_STATED EXERCISE_
Carry on the forum thread about whether mantidforum is too slow, starting right after its last line.

# Anyone think mantidforum is to slow?



## Ian (Sep 9, 2007)

Okay...well I am trying to convince Orin to move the forum to a faster server...so thought I would create a public poll!

If any of you find the forum far to slow (which most of the time gives me problems when posting; hence I don't post so much any more) then please take part.

Thanks!


----------



## ShibaTheFox (Sep 9, 2007)

It is somewhat slow but it beats alot of sites i go to by far. It takes about 1 second and a half to load a page. Although i have a pretty fast computer. Unless someone else's computer runs really slow here i think it should stay if its a cheaper host.


----------



## Ian (Sep 9, 2007)

I also have a relatively fast connection, but I am constantly getting time outs and server cut outs from the site.

It was the same when I was with shared hosting, but when I moved to a VPS the speed was not an issue any more.

I think it is totally worth moving to a faster server, especially as the forum is growing.

A shared server will not manage to a lot longer IMO.


----------



## Rick (Sep 9, 2007)

Not at all. It doesn't need a faster server it needs an update to a new version of the software.


----------



## Deutschherper (Sep 9, 2007)

It's not slow on my computer.


----------



## asdsdf (Sep 9, 2007)

Sometimes, it's slow, but most most of the time, it's faster than lots of other websites. Do you have wireless? If you do, moving closer might speed things up a bit.


----------



## OGIGA (Sep 9, 2007)

I don't think it's slow. Maybe there's a problem with the connection from US to UK. Who knows?


----------



## Andrew (Sep 9, 2007)

Well, I have to be honest and say that the forums really aren't that slow for me. Then again, I've got a pretty fast computer/internet. We're bound to need a new server sooner or later though.


----------



## chun (Sep 10, 2007)

it's fine as it is. Am not fussed about waiting a second and a half for it to load or even a minute. Losing an extra second of our life/relogging in etc wont exactly harm us; so i dont really see the point in splashing more money for a quicker server...if it was something to do with not enough storage space, i can understand.

Definitely agree with Rick, those more and more spambots are slipping through.

That's my 2 pennies worth

Keep up the hard work mantidforum


----------



## Ian (Sep 10, 2007)

Dam, I guess my case is lost!

Yea I do have wireless...I am sure it's not my internet connection as I don't seem to have any problems elsewhere.

Could well be to do with me being in the UK (although Chun says he has no probs.) Although, I know Rebecca has the same probs as I do, and she is in the US.

Ah well.



> Not at all. It doesn't need a faster server it needs an update to a new version of the software.

_DATASET CONTENT_
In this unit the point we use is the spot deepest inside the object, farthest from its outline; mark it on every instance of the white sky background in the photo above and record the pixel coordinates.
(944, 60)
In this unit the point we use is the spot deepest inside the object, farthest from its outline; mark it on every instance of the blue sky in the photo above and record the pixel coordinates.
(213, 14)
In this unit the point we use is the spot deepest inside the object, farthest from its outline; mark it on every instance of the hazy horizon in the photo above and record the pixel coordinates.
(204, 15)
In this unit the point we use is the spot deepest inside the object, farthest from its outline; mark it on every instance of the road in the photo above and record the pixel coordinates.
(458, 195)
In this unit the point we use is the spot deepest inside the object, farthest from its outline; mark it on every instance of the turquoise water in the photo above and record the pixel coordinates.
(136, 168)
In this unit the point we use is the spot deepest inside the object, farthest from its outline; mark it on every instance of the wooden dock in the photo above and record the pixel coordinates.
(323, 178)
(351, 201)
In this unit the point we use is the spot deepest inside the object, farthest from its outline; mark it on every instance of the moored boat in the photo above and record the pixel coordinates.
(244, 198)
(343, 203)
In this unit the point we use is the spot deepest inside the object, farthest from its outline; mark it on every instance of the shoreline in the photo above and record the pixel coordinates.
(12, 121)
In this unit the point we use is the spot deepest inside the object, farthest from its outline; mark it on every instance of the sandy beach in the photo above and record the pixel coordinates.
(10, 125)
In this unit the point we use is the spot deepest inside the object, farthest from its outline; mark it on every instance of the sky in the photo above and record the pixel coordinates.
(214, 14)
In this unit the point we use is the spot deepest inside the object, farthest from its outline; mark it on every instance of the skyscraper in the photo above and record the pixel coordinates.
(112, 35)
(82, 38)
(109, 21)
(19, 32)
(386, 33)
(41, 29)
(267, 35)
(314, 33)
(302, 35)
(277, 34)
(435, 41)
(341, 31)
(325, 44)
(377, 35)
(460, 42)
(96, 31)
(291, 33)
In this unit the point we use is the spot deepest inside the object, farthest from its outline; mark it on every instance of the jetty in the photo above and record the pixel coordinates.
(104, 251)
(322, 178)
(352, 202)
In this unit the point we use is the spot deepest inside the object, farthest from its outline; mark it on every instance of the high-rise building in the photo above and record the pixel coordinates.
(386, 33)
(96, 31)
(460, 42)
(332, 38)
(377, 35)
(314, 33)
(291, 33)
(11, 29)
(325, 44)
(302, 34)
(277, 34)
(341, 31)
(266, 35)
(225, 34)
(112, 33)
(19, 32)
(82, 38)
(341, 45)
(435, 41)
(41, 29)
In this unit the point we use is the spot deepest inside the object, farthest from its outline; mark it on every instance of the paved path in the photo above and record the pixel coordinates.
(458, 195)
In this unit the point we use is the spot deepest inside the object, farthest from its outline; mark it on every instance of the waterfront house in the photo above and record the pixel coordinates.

_TASK OUTPUT_
It doesn't seen a software update, it needs a software change. As Orin already stated, moving to IPB will be a good step. Either IPB or vbulletin will certainly help minimlaise spam.


----------



## hibiscusmile (Sep 10, 2007)

Yea, I pm a lot of members here, I constantly have to copy what I wrote, &amp; try to resend it later by pasting, which is lost if I have to copy someone else before I get thru. waaaaaaaaaa because the mail is always on error message, I can get thru one time in 10 if I am lucky, I have the fastest (not bragging, just business) internet connection there is here, and I do a lot of waiting. I check my speed all the time at speakeasy.com. So it is not me, consider this, if you do not do a lot of PM's or are not on when most others may be: ie after work, lunchtime ect. then maybe you do not experience same problems :{


----------



## joossa (Sep 10, 2007)

I don't find it slow at all. I am on dial-up most of the time, and the only time I have a lag is when I view the "Mantid Photos" section of the forum... even then, it's not THAT slow (compared to other forums).


----------



## hibiscusmile (Sep 10, 2007)

WHAT :shock: What do ya think Ian, a conspiracy maybe :roll: :wink:


----------



## Ian (Sep 10, 2007)

Definitely rebecca! I think my internet connection has been cursed actually, to purposely slow load the forum 

Ahhh well. Not a biggy. We will survive....I hope!


----------



## hibiscusmile (Sep 10, 2007)

You know it's not like another server will change things, we will still have what we have now plus maybe more, a CHAT ROOM would be O ever so nice!


----------



## Ian (Sep 10, 2007)

Very true. I was just concerned as I thought the slowness was effecting everyone, which would have been a great let down for the forum.

Oh well, I'm not overly bothered if it is just us two...yes a chat room would be great.


----------



## Precious (Sep 10, 2007)

Slow, maybe... but I have time issues (that are not due to any lack of understanding GMT) time is always changing on me and I never know who's on and when. Viewing pics, avatars as red x's (I've researched that as well and tried everything). And I got a fat dose of porn the other day because I'm a ding bat and didn't see it coming - my kid is not a member but he checks this place out frequently in the care of his mantids. You can't keep them out, I know that but change is good. AND I WOULD LOVE A CHAT ROOM!


----------



## Andrew (Sep 11, 2007)

YES. CHATROOM. NAO.

I miss the old chatroom...


----------



## buddhistsoldier88 (Sep 11, 2007)

> It is somewhat slow but it beats alot of sites i go to by far. It takes about 1 second and a half to load a page. Although i have a pretty fast computer. Unless someone else's computer runs really slow here i think it should stay if its a cheaper host.


agreed...judofroum.com is hard for me fto find any of my posts...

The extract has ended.